### Exercise data

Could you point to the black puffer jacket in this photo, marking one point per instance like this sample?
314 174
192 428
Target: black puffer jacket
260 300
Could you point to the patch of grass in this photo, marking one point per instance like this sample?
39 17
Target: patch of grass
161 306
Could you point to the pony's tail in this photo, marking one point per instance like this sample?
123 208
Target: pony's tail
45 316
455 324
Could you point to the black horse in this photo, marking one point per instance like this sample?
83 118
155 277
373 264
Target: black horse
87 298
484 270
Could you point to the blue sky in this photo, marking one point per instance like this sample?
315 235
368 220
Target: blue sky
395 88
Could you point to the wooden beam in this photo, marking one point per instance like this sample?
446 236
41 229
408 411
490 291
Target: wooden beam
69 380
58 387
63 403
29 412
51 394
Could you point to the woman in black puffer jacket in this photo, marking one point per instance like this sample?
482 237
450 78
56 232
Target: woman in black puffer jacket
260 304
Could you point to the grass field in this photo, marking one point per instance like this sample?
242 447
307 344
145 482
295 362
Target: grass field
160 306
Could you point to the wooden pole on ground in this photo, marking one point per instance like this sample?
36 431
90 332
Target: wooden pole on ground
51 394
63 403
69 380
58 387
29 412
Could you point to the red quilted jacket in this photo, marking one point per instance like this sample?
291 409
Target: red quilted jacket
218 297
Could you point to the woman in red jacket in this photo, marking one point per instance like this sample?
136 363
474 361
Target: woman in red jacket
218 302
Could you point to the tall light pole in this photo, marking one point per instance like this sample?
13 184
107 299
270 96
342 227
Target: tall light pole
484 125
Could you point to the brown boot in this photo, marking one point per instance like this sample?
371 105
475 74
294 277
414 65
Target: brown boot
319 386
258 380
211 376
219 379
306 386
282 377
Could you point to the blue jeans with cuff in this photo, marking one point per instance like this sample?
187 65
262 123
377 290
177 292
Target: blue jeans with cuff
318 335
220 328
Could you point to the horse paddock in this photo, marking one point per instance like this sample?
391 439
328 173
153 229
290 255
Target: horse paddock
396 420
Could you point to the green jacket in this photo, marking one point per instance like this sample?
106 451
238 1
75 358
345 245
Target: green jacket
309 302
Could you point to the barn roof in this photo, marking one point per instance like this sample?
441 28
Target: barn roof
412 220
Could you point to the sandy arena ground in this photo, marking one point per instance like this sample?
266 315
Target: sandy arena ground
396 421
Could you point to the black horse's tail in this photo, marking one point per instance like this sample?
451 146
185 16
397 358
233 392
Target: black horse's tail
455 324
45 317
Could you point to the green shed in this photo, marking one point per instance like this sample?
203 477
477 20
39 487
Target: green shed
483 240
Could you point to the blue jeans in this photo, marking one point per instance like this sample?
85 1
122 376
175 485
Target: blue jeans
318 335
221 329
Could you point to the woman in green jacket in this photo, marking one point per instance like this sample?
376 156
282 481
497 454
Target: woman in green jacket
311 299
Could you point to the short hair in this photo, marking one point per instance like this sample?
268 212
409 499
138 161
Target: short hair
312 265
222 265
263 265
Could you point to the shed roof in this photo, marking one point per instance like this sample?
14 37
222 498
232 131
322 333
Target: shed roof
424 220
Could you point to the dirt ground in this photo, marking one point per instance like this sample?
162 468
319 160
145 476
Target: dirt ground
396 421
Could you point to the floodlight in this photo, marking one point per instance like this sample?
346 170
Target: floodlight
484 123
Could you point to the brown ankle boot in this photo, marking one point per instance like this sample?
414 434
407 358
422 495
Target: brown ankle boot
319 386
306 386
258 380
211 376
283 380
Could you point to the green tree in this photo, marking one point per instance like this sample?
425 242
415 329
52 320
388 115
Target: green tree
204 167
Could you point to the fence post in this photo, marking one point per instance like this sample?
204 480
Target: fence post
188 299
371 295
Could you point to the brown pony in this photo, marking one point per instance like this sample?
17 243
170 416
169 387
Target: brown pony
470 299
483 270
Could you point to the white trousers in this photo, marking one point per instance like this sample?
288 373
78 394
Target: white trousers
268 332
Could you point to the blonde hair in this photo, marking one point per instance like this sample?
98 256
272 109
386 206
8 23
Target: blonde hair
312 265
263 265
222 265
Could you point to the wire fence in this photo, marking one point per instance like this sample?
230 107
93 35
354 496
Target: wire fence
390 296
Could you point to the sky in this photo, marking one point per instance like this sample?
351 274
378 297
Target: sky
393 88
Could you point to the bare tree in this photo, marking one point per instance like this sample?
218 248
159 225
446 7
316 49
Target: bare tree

######

» Problem requirements: Among the lines above, find those containing the word "bare" and copy each.

» Task solution:
Could you point to the bare tree in this photo, marking one point per instance like this sample?
Target: bare tree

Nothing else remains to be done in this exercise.